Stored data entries
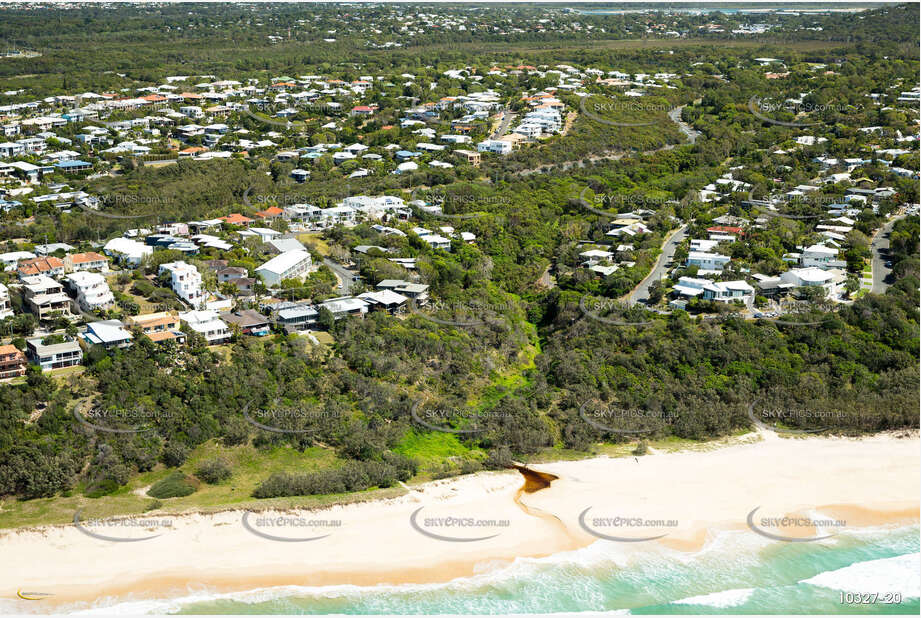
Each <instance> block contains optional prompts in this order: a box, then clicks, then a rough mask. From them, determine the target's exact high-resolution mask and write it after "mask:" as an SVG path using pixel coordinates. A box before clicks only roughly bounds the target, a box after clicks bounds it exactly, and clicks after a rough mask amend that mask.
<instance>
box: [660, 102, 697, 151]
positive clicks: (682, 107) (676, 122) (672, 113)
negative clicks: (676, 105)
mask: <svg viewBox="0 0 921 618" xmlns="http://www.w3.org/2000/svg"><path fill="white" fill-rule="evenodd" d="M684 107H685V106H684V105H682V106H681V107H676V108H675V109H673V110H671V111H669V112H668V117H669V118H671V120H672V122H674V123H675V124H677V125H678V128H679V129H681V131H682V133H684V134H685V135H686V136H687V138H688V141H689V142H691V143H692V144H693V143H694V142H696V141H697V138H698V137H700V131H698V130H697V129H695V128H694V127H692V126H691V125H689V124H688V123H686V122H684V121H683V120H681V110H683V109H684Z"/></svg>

### Instructions to follow
Give back all of the data above word for word, omitting any pictures.

### Solution to the problem
Each <instance> block contains optional prompts in this order: a box, then clicks, then a rough mask. From them, determine the target's exact high-resolution mask and write it after "mask:" as an SVG path using pixel coordinates. A box before clicks only roughly bounds the target, a box after clicks bounds it exactly, and clicks after a rough mask amend that mask.
<instance>
box: [660, 102, 697, 151]
positive clicks: (682, 107) (676, 122) (672, 113)
negative clicks: (676, 105)
mask: <svg viewBox="0 0 921 618" xmlns="http://www.w3.org/2000/svg"><path fill="white" fill-rule="evenodd" d="M684 107H685V106H684V105H682V106H681V107H676V108H675V109H673V110H671V111H669V112H668V117H669V118H671V120H672V122H674V123H675V124H677V125H678V128H679V129H681V131H682V133H684V134H685V135H686V136H687V138H688V141H689V142H691V143H692V144H693V143H694V142H696V141H697V138H698V137H700V131H698V130H697V129H695V128H694V127H692V126H691V125H689V124H688V123H686V122H684V121H683V120H681V110H683V109H684Z"/></svg>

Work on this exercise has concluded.